• SET TASK: Each entry below is to be given again word for word, with no pictures.

=-=-=

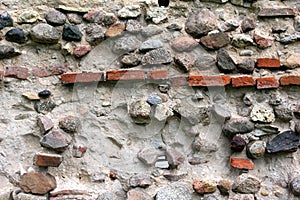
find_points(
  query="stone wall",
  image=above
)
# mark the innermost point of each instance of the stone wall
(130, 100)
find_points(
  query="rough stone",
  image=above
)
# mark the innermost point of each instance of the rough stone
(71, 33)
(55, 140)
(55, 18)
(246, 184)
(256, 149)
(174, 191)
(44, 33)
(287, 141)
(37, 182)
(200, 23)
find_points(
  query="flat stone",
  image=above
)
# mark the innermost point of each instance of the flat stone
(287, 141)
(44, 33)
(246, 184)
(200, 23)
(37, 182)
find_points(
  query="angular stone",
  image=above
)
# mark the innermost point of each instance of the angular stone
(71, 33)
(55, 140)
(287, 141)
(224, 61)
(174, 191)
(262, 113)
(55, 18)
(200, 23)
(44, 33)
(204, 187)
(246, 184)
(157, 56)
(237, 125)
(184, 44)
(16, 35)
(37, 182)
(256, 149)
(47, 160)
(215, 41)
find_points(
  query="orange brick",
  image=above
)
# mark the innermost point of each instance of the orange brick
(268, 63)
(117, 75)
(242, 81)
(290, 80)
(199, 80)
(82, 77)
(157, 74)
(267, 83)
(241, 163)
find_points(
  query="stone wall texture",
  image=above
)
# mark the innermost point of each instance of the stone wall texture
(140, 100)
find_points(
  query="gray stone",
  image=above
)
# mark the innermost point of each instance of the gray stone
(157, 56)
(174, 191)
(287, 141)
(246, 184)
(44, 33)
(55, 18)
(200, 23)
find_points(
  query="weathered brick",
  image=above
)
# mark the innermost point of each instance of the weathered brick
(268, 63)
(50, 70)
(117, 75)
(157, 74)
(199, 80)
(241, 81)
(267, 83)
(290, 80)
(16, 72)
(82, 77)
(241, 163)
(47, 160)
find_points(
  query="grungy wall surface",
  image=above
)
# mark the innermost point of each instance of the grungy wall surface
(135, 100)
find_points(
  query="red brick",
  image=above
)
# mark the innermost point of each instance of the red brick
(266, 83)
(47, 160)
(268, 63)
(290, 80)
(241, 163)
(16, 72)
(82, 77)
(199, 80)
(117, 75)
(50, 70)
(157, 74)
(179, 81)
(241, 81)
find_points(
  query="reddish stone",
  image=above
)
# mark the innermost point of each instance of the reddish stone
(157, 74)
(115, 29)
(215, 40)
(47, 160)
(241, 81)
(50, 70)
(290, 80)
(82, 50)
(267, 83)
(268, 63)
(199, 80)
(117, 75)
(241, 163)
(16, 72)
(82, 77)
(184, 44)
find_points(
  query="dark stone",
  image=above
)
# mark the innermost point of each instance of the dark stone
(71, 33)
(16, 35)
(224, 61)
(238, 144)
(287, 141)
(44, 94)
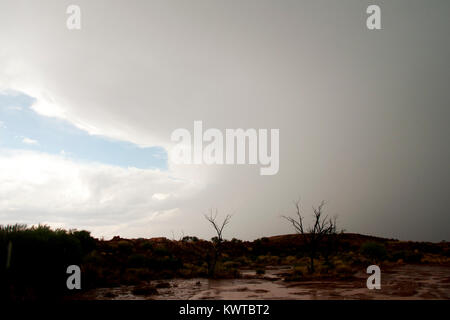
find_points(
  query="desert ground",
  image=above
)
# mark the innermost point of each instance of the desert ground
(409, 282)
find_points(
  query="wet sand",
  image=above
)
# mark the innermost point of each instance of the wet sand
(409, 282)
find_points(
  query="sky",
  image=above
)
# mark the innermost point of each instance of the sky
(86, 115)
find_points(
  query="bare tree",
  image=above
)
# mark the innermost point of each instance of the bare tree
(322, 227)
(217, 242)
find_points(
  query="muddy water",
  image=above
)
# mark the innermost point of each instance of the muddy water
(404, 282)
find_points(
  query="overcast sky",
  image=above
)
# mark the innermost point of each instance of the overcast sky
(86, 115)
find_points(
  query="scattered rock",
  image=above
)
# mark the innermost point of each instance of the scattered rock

=-=-=

• EXPECTED OUTPUT:
find_points(
  query="stone wall",
  image=above
)
# mark the innermost point of each instance of the stone wall
(130, 100)
find_points(
  query="rough stone",
  image=above
)
# mark the innermost point of each instance of the rough stone
(71, 33)
(55, 140)
(55, 18)
(246, 184)
(256, 149)
(174, 191)
(44, 33)
(287, 141)
(37, 182)
(200, 23)
find_points(
  query="flat stone",
  image=above
)
# mark the innermost point of each instance of the flat stone
(287, 141)
(44, 33)
(246, 184)
(200, 23)
(37, 182)
find_points(
  query="angular stone",
  image=above
)
# mark the innermost point of each instance of the angular stone
(71, 33)
(55, 140)
(287, 141)
(224, 61)
(174, 191)
(262, 113)
(55, 18)
(200, 23)
(44, 33)
(204, 187)
(246, 184)
(157, 56)
(237, 125)
(184, 44)
(16, 35)
(37, 182)
(256, 149)
(47, 160)
(215, 41)
find_points(
  query="orange brick",
  image=above
)
# mark the innermost point of each instance of the orange brick
(268, 63)
(117, 75)
(242, 81)
(290, 80)
(199, 80)
(82, 77)
(157, 74)
(267, 83)
(241, 163)
find_points(
  query="stone wall texture",
  image=above
)
# mark the innermost point of each instance of the stone wall texture
(140, 100)
find_points(
  query="gray stone",
  image=above
)
# mark the innermost point of each instance of the gray stone
(157, 56)
(174, 191)
(287, 141)
(246, 184)
(44, 33)
(55, 18)
(200, 23)
find_points(
  query="weathered brick",
  image=above
)
# mark the innermost point of each instance of the weathered brick
(268, 63)
(50, 70)
(117, 75)
(157, 74)
(199, 80)
(241, 81)
(267, 83)
(290, 80)
(16, 72)
(82, 77)
(241, 163)
(47, 160)
find_points(
  query="grungy wall surface",
  image=above
)
# mark the innermost point of each instance of the grungy wall surface
(135, 100)
find_points(
  query="red brick",
  image=above
)
# mark the innermost point of each instance of the red brick
(266, 83)
(47, 160)
(268, 63)
(290, 80)
(241, 163)
(16, 72)
(82, 77)
(199, 80)
(117, 75)
(50, 70)
(157, 74)
(179, 81)
(241, 81)
find_points(
  query="reddish stone",
  image=above
)
# mark the innermost point of each instance of the reddish stone
(157, 74)
(115, 29)
(215, 40)
(47, 160)
(241, 81)
(50, 70)
(290, 80)
(82, 50)
(267, 83)
(268, 63)
(199, 80)
(117, 75)
(241, 163)
(16, 72)
(82, 77)
(184, 44)
find_points(
  query="dark stone",
  image=above
)
# mark the innermost point of each instance of the dark stone
(71, 33)
(16, 35)
(224, 61)
(238, 144)
(287, 141)
(44, 94)
find_points(
  query="desert ground",
  image=above
)
# mark the innermost point of each instance of the desert ground
(409, 282)
find_points(
  query="wet sand",
  image=above
)
# mark the innermost point of each instance of the wet sand
(409, 282)
find_points(
  query="sky",
  image=above
)
# mark the innermost point of each instance of the sky
(86, 115)
find_points(
  query="bare tree",
  image=above
)
# mark the innermost point of each instance of the bare tree
(322, 227)
(217, 242)
find_points(
  query="muddy water",
  image=above
)
# mark the innermost point of each instance of the muddy water
(404, 282)
find_points(
  query="overcast sky",
  image=above
)
# mark the innermost point of each instance of the overcast sky
(86, 115)
find_points(
  query="scattered rock",
  image=above
)
# mark the innermost point of each instance of the scattered rock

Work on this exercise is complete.